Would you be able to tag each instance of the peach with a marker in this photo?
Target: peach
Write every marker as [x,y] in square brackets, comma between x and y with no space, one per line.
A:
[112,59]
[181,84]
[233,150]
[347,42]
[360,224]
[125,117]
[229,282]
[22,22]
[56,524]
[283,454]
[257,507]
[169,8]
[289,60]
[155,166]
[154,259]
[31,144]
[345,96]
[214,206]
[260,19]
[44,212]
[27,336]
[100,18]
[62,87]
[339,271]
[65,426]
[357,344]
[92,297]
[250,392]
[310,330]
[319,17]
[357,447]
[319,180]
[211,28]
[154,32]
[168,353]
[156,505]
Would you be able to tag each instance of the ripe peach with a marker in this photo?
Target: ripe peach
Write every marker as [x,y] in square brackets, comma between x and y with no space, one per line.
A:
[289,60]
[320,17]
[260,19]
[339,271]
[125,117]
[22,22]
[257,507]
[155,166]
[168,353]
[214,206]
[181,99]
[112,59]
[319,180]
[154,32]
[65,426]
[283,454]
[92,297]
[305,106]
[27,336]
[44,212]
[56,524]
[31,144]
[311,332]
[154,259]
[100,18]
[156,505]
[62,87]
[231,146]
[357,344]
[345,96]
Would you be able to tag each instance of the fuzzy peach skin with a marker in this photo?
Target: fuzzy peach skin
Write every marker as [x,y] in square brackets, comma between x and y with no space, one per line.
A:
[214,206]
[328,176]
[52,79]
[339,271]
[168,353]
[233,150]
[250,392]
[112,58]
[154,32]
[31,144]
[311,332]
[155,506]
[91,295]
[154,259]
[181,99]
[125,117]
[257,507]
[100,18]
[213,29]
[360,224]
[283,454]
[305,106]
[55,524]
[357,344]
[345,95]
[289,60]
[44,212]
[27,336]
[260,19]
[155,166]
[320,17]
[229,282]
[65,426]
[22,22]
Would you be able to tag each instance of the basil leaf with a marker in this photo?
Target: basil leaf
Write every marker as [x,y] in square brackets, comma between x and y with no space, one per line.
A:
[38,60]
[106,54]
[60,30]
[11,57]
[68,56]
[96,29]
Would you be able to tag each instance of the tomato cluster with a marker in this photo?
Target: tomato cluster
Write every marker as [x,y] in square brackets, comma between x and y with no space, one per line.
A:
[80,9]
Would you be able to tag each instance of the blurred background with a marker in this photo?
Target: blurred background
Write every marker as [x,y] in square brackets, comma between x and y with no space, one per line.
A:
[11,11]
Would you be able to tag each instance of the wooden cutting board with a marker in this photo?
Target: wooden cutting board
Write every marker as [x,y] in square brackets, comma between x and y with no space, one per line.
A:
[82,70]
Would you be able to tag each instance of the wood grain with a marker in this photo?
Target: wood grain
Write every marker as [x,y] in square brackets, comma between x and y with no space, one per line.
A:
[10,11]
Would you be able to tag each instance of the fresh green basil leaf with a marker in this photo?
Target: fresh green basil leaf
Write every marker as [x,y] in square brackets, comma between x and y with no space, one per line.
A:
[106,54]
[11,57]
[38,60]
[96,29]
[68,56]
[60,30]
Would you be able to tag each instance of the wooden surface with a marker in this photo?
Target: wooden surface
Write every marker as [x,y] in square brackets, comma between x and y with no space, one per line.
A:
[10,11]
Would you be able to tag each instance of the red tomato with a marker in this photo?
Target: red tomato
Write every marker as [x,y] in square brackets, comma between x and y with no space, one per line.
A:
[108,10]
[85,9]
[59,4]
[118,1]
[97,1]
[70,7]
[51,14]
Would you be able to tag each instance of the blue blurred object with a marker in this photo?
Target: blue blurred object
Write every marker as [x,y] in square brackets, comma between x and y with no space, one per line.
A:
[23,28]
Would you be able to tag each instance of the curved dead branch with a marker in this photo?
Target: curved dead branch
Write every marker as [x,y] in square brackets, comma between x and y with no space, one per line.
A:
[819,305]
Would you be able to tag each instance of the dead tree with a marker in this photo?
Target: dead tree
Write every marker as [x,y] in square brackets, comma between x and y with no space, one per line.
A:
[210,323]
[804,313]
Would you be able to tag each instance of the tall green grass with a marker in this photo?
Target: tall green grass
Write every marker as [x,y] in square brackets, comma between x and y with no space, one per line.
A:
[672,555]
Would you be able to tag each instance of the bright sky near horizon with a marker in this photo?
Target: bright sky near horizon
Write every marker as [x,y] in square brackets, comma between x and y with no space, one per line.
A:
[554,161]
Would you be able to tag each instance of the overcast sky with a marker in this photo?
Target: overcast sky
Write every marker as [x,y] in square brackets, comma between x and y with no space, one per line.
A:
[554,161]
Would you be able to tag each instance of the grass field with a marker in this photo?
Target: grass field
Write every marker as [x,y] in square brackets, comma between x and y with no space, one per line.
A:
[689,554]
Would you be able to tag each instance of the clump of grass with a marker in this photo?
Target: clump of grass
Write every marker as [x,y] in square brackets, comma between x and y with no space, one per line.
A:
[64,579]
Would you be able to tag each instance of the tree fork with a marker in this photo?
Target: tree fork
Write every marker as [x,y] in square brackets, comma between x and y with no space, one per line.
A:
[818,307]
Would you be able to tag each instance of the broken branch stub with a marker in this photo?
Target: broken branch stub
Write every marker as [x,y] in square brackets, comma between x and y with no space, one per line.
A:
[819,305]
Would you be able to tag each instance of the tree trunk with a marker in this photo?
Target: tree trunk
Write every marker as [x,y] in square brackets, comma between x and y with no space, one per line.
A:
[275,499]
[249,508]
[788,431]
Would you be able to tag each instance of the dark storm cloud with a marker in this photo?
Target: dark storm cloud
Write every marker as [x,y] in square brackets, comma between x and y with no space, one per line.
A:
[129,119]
══════════
Required work: Return, from the data, each line where the string "branch" occurs.

Your solution:
Would you be able to tag each instance of the curved dead branch with a marker in this photo?
Target: curved dead branch
Would you be able to tag each instance of the broken branch stub with a marker in this photo?
Target: broken branch stub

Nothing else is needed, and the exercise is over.